[Records for the task]
━━━━━━━━━━━━━━━━━━━━━━━━━━━━━━

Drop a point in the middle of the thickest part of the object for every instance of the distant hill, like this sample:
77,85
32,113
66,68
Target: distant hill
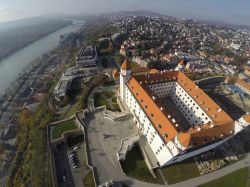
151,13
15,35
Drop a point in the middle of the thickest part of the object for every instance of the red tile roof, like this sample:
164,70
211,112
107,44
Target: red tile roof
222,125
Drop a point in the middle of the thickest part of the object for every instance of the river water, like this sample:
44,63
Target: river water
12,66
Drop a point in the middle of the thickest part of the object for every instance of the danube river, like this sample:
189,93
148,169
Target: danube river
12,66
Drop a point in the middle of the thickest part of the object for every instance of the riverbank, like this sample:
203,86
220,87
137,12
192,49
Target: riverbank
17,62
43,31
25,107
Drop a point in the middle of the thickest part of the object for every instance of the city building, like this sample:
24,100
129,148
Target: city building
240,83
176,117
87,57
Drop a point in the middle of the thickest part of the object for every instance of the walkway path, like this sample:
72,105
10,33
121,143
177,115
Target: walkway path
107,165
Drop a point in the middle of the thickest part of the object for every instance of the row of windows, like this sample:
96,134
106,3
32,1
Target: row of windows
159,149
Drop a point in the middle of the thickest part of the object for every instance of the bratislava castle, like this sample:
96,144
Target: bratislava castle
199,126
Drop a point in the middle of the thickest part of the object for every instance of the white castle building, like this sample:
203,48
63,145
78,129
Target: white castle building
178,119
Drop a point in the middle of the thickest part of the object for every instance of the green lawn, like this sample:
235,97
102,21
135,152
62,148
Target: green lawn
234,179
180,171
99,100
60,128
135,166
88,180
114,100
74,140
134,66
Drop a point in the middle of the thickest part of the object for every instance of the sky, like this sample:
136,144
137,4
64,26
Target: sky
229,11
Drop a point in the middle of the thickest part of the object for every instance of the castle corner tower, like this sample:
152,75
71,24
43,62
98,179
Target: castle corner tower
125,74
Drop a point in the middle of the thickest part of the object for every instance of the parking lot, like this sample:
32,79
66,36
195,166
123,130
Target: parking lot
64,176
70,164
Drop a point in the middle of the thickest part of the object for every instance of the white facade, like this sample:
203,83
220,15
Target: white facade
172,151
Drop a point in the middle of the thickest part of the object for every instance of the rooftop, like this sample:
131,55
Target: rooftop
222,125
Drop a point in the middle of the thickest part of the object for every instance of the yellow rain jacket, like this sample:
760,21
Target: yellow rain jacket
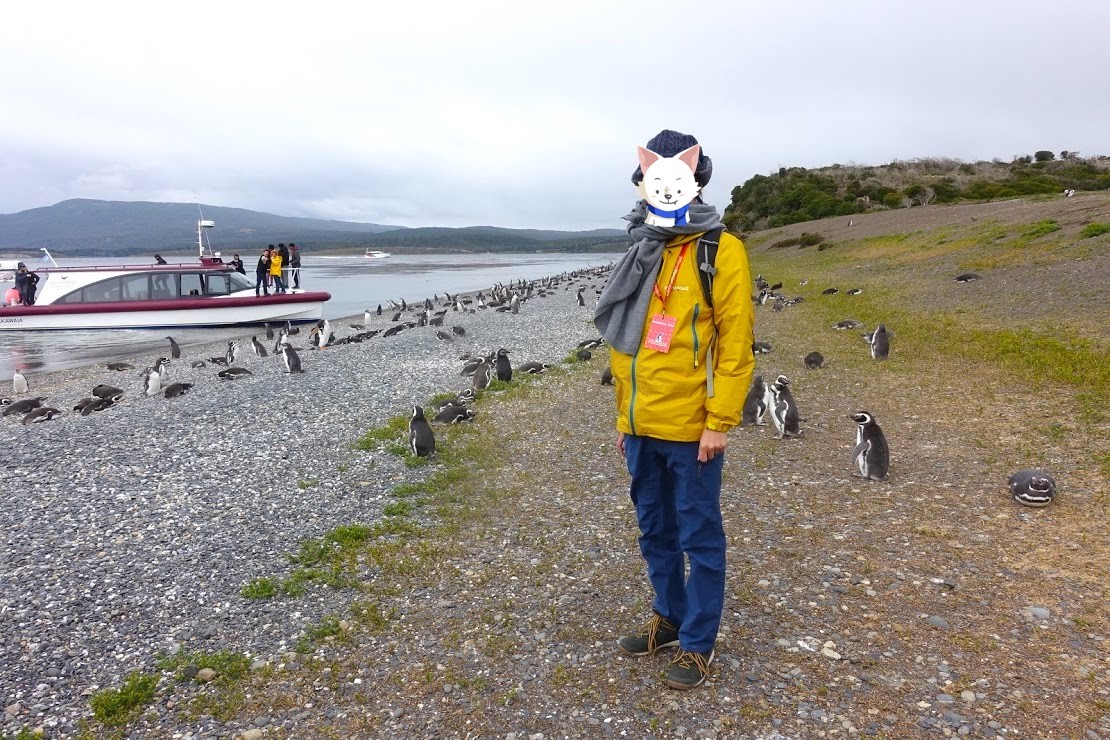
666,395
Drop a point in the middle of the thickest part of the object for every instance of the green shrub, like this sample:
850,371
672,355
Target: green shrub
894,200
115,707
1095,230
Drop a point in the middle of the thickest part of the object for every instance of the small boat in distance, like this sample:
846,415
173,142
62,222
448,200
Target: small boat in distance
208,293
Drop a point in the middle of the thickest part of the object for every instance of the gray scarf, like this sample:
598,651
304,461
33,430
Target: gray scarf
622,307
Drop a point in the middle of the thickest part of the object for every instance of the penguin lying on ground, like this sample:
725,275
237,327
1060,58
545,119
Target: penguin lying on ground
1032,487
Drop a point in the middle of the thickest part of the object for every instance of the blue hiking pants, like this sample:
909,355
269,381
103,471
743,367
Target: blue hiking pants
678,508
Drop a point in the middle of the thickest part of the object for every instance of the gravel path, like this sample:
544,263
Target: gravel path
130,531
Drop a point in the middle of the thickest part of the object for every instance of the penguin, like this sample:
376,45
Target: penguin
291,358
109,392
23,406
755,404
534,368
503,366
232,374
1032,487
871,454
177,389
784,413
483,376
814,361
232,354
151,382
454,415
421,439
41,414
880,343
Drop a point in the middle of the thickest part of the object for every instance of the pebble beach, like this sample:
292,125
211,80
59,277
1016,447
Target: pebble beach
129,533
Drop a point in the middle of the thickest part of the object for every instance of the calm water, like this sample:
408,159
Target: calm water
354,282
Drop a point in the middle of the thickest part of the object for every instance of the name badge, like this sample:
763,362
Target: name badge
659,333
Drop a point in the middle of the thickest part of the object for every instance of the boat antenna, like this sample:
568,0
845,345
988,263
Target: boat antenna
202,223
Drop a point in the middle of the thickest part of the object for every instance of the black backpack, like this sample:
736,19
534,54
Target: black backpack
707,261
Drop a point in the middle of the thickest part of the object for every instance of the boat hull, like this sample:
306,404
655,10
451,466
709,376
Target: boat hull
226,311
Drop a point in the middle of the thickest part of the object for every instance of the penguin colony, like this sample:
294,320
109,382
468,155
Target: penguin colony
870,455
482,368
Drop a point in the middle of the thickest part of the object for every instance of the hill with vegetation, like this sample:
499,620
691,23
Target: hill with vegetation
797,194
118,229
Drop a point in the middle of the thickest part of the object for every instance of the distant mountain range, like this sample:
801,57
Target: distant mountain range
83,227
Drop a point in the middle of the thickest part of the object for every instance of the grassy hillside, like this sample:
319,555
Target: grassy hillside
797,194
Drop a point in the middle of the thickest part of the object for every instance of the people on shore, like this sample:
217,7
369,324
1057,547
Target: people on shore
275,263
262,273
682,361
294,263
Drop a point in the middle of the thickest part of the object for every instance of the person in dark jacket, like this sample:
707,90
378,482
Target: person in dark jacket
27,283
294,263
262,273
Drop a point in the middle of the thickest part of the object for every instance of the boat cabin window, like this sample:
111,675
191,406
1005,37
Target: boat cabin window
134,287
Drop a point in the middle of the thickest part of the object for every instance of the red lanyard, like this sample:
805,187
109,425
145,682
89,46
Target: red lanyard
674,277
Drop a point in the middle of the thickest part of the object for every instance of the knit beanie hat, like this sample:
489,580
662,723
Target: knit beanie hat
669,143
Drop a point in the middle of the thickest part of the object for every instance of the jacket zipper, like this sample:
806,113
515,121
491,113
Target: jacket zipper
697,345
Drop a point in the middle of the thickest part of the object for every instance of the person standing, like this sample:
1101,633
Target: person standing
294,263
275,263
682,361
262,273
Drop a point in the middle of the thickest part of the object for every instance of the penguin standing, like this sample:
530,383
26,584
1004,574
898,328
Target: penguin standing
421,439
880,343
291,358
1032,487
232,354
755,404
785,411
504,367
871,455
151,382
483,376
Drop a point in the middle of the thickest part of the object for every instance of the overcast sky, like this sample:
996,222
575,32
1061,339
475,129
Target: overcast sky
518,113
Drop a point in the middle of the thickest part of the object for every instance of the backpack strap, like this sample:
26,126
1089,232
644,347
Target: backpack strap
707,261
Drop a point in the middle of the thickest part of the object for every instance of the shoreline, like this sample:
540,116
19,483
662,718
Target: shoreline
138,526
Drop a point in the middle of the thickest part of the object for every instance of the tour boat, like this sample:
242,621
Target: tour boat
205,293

━━━━━━━━━━━━━━━━━━━━━━━━━━━━━━

[Instructions for the task] Could the entries above be written out word for word, pictures excluded?

[Output for this exercise]
Drop a point in the middle of the thickest part of the object for every instance of the distant hill, like this sample:
77,85
32,113
66,68
Target: distant hill
151,13
15,35
Drop a point in the middle of the thickest part of the object for every instance of the red tile roof, like this sample:
164,70
211,112
107,44
Target: red tile roof
222,125
Drop a point in the middle of the thickest part of the object for every instance of the river water, like this sample:
44,63
Target: river water
12,66
Drop a point in the middle of the thickest part of the object for every instance of the danube river, like this sample:
189,93
148,169
Target: danube river
12,66
Drop a point in the middle of the thickest part of the object for every instance of the riverbank, like this sample:
203,86
220,87
137,12
192,49
Target: riverbank
17,62
43,31
25,107
Drop a point in the middle of the thickest part of the object for every instance of the city building, like this sample:
24,100
129,148
Target: city building
240,83
176,117
87,57
Drop a point in the middle of the thickest part of the object for every instance of the walkway path, like this sample:
72,105
10,33
121,143
177,115
Target: walkway path
107,165
Drop a point in the middle of the thickest part of the object for every instance of the row of windows, like this sample:
96,134
106,3
32,1
Target: row of windows
159,149
Drop a point in the middle of the thickest part of the object for every instance of the bratislava castle, like this sample:
96,144
Target: bratislava castle
199,126
Drop a point in the middle of the thickest part of the object for every instance of the white castle building, like this sample:
203,48
63,145
78,129
Target: white castle building
178,119
Drop a point in the middle of the thickest part of the object for every instance of the green lawn, like this sample:
235,97
102,21
135,152
62,148
Target: green lawn
234,179
180,171
99,100
60,128
135,166
88,180
114,100
74,140
134,66
Drop a point in the middle of the thickest part of the object for every instance of the sky, like this sample:
136,144
137,4
64,26
Target: sky
229,11
Drop a point in the middle of the thickest part of the object for every instance of the castle corner tower, like this sample:
152,75
71,24
43,62
98,179
Target: castle corner tower
125,74
Drop a point in the middle of the thickest part of the object for every instance of the parking lot, like this sample:
32,79
66,36
195,166
123,130
Target: parking lot
64,176
70,164
Drop a point in the middle of the thickest part of the object for every instance of the white facade, like this sample:
203,83
220,15
Target: white facade
172,151
Drop a point in the middle of the thickest part of the object for every instance of the rooftop, like this sample:
131,55
Target: rooftop
222,125
Drop a point in the middle of the thickest part of the object for every instance of the yellow rain jacket, like this sample:
760,21
Target: yellow rain jacket
666,395
Drop a point in the middle of the thickest part of the object for every instance of the green shrub, like this sample:
850,371
672,355
Target: green shrub
894,200
115,707
1095,230
Drop a point in the middle of the thickest part of the object for every instance of the small boat in distance, like this sample:
846,415
173,142
62,222
448,200
Target: small boat in distance
208,293
Drop a point in the middle of the thickest part of the object for every instance of the gray scarf, like this sample:
598,651
304,461
33,430
Target: gray scarf
622,307
Drop a point in the middle of the thickest part of the object for every instance of the penguin lying on ground, like this sample:
725,275
237,327
1060,58
545,119
Target: penguin lying on ground
1032,487
Drop a point in the middle of the thickest part of the object for every instance of the blue hiking pants, like this sample:
909,355
269,381
103,471
743,367
Target: blue hiking pants
678,508
Drop a point in the middle of the thickest part of the object for every instance of the gravel path, like this sample:
544,263
Target: gravel path
130,531
Drop a point in the middle of the thickest part of the object for every instance of the penguin, like this sample:
376,45
Target: penguin
291,358
109,392
23,406
755,404
534,368
503,366
232,374
1032,487
871,454
177,389
784,413
483,376
814,361
232,354
151,382
454,415
421,439
41,414
880,343
Drop a point in the middle of the thickest part of the object for every instance of the pebble beach, like this sample:
292,125
211,80
59,277
1016,447
Target: pebble beach
129,533
Drop a point in the middle of the thickest part of the object for every instance of the calm water, like this sample:
408,159
Target: calm water
354,282
Drop a point in the middle of the thickest part of the object for every instance of the name badge, like this sample:
763,362
Target: name badge
659,333
Drop a point in the middle of the thickest part of the object for every instance of the boat antenna, like this sample:
568,0
845,345
988,263
Target: boat antenna
202,223
Drop a point in the middle of the thickest part of the object for every instance of the black backpack, like this sample:
736,19
534,54
Target: black backpack
707,261
Drop a point in the middle of the thickest part of the object for every instance of the boat hull, like this sample:
306,404
655,10
451,466
709,376
Target: boat hull
226,311
Drop a point in the middle of the thickest part of the object for every instance of the penguin colony, like this sample:
294,320
109,382
468,155
Target: penguin colony
870,455
482,368
Drop a point in the middle of the thickest part of the object for every instance of the hill with vegetation, like this sample:
499,620
691,23
Target: hill with vegetation
797,194
118,229
Drop a point in the middle of the thickest part of the object for every instance of the distant mountain range, like this sample:
801,57
Target: distant mountain range
83,227
Drop a point in the middle of the thickest part of the object for every instance of the grassy hillside, like this sample:
319,555
Target: grassy hillside
797,194
Drop a point in the middle of the thickest part of the object for every instance of the people on shore, like this sample:
217,7
369,324
1057,547
Target: people on shore
275,263
262,273
682,361
294,263
Drop a point in the middle of the thickest part of the object for every instance of the person in dark jacket, like this sample:
707,90
378,482
Target: person in dark jacket
27,283
294,263
262,273
Drop a point in the middle of the thickest part of the object for every instance of the boat cabin window, like this sample:
111,675
191,406
1005,37
Target: boat cabin window
134,287
Drop a point in the middle of the thickest part of the object for every instance of the red lanyard, like this sample:
805,187
109,425
145,682
89,46
Target: red lanyard
674,277
Drop a point in the middle of the thickest part of the object for every instance of the knit beanie hat, like this sample:
489,580
662,723
Target: knit beanie hat
669,143
Drop a point in the middle of the thickest part of the object for every instance of the jacket zipper, like this sample:
806,113
515,121
491,113
Target: jacket zipper
697,345
Drop a point in the middle of the thickest part of the object for every instance of the person standing, like this sample:
1101,633
Target: person standing
294,263
275,263
682,361
262,273
Drop a point in the middle of the thickest part of the object for every instance of the penguin standing, like this sample:
530,383
26,584
1004,574
898,328
Target: penguin standing
421,439
880,343
291,358
1032,487
232,354
755,404
785,411
504,367
871,455
151,382
483,376
Drop a point in the middle of the thickest part of the object for every instance of the overcast sky, like this sample:
996,222
575,32
1061,339
475,129
Target: overcast sky
518,113
Drop a point in the middle of the thickest part of the object for every instance of the backpack strap, like this sample:
26,126
1089,232
644,347
Target: backpack strap
707,261
Drop a point in the middle of the thickest part of the object for every instance of the shoreline, like this sample:
540,116
19,483
662,718
Target: shoreline
138,526
Drop a point in the middle of the thickest part of the object for every instance of the tour boat, like this sample:
242,621
Target: tour boat
205,293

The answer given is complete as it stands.